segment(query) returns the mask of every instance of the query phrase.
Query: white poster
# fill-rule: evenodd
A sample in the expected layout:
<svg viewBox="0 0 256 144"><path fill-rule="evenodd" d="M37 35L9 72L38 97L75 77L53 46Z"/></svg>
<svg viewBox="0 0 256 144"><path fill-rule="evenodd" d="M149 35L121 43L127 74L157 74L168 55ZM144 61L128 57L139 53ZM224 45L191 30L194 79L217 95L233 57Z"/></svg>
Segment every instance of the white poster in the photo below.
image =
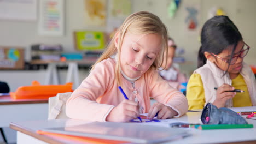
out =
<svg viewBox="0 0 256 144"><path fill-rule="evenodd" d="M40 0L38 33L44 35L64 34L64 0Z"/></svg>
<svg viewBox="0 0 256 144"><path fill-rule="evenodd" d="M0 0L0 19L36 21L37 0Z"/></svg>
==
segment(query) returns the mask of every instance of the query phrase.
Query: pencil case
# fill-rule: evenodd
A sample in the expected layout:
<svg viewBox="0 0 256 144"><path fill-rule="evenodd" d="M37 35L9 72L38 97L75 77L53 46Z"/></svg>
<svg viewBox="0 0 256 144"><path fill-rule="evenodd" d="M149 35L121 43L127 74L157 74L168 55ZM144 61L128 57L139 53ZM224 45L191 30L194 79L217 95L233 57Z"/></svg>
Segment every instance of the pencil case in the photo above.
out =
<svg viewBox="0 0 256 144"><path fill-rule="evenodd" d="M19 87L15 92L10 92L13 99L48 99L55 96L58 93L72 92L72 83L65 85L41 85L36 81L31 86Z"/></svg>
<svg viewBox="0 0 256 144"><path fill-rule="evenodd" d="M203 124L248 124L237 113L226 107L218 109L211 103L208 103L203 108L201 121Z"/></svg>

> Task description: Identify every line in the material above that contains the string "fill", and copy each one. Matching is case-sensitive.

> Response to this exercise:
# fill-rule: evenodd
<svg viewBox="0 0 256 144"><path fill-rule="evenodd" d="M37 35L9 72L38 97L75 77L53 46Z"/></svg>
<svg viewBox="0 0 256 144"><path fill-rule="evenodd" d="M149 35L121 43L127 74L157 74L168 55ZM144 61L128 57L139 53ZM224 45L191 30L194 79L217 95L233 57Z"/></svg>
<svg viewBox="0 0 256 144"><path fill-rule="evenodd" d="M40 0L38 33L44 35L64 34L64 0Z"/></svg>
<svg viewBox="0 0 256 144"><path fill-rule="evenodd" d="M0 0L0 19L36 21L37 0Z"/></svg>
# fill-rule: evenodd
<svg viewBox="0 0 256 144"><path fill-rule="evenodd" d="M37 35L9 72L38 97L75 77L53 46Z"/></svg>
<svg viewBox="0 0 256 144"><path fill-rule="evenodd" d="M149 35L121 43L127 74L157 74L168 55ZM144 61L128 57L139 53ZM224 45L191 30L194 79L217 95L233 57Z"/></svg>
<svg viewBox="0 0 256 144"><path fill-rule="evenodd" d="M19 87L15 92L10 92L13 99L48 99L55 96L58 93L72 92L72 83L65 85L41 85L36 81L31 86Z"/></svg>
<svg viewBox="0 0 256 144"><path fill-rule="evenodd" d="M203 124L248 124L237 113L226 107L218 109L211 103L208 103L203 108L201 121Z"/></svg>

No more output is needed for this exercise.